* _Exercise text_:
╭──
I am estimating a non-recursive, multiple group model. The models do not include any latent variables. Two questions:

1. Which method does Mplus use to calculate the r-squared for non-recursive models?

2. For one of the groups, I am obtaining an undefined r squared. The models have excellent fit, and negative variance (with both error variances and the estimated variances) isn't an issue. Do you have any idea what the problem may be? What diagnostics would you suggest?

Thanks!
 Linda K. Muthen posted on Friday, January 19, 2007 - 10:24 am
1. Same as for recursive models.

2. Please send the input, data, output, and your license number to support@statmodel.com. Usually this is caused by a negative residual variance
 Peggy Clements posted on Tuesday, June 26, 2007 - 12:18 pm
This is a follow up to Bleakley's question posted on 1/18/2007. I'm taking Linda's response to the question to mean that

the R-squares reported in the output for a nonrecursive model represent the proportion of variance explained and I do not have to calculate an alternate R-square using the Bentler & Raykov equation (2000). Bentler & Raykov contend that in nonrecursive models measures of explained variance are not simply summarized by a standard R-square measure because of the reciprocal interdependencies among variables.

Thanks.

Bentler & Raykov (2000). On measures of explained variance in nonrecursive structural equation models. Journal of Applied Psychology, 85, 125-131.
 Linda K. Muthen posted on Tuesday, June 26, 2007 - 1:21 pm
Mplus does not provide the Bentler and Raykov R-square for nonrecursive models. If you feel that would be better for your purposes, you would need to calculate that by hand.
 Peggy Clements posted on Friday, June 29, 2007 - 12:58 pm
Is calculating the Bentler and Raykov R-square for nonrecursive models something that you and Bengt typically recommend? I don't know whether it would be better for my purposes or not (or even how I would figure that out). Thanks.
╰──
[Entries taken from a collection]
╭──
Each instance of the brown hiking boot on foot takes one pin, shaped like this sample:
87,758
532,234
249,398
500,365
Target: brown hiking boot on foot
╰──
* _Exercise directions_:
Extract the stretch of the forum thread on R-square in nonrecursive models from "I am estimating" through "for non-recursive models?", copying it word for word.

* _Written answer_:
I am estimating a non-recursive, multiple group model. The models do not include any latent variables. Two questions:

1. Which method does Mplus use to calculate the r-squared for non-recursive models?